# What the task requires
Transcribe the listing that follows in full, omitting pictures.

====

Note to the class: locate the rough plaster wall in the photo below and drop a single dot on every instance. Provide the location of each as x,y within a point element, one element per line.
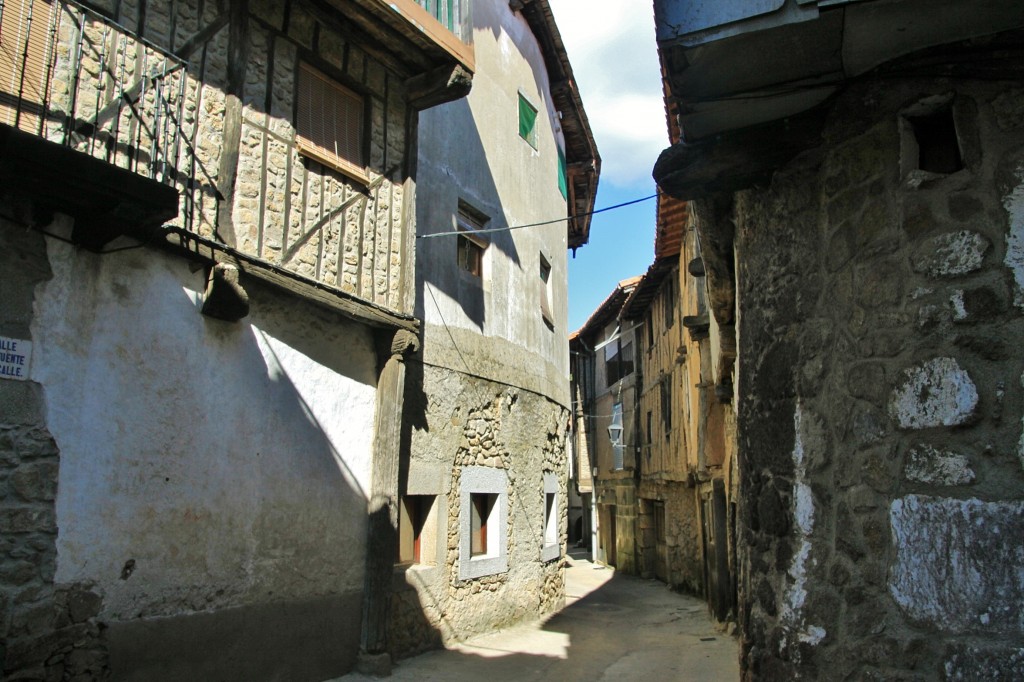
<point>880,408</point>
<point>499,174</point>
<point>47,630</point>
<point>204,464</point>
<point>472,422</point>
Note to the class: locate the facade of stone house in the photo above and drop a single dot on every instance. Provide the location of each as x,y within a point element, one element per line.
<point>685,491</point>
<point>207,235</point>
<point>484,485</point>
<point>672,495</point>
<point>604,375</point>
<point>857,199</point>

====

# Response to the task
Note to the class: locate the rough plaster wall in the photo below and drop a single dot on every instance. Provide the location of each as x,y within a point element, one element per line.
<point>880,408</point>
<point>499,174</point>
<point>47,630</point>
<point>204,464</point>
<point>472,422</point>
Note to the class: locate the facade of stone house in the photo above and drop a single dot on every instance. Provide the location of each as x,y within a point element, one element per line.
<point>685,491</point>
<point>207,235</point>
<point>484,485</point>
<point>672,495</point>
<point>604,375</point>
<point>857,199</point>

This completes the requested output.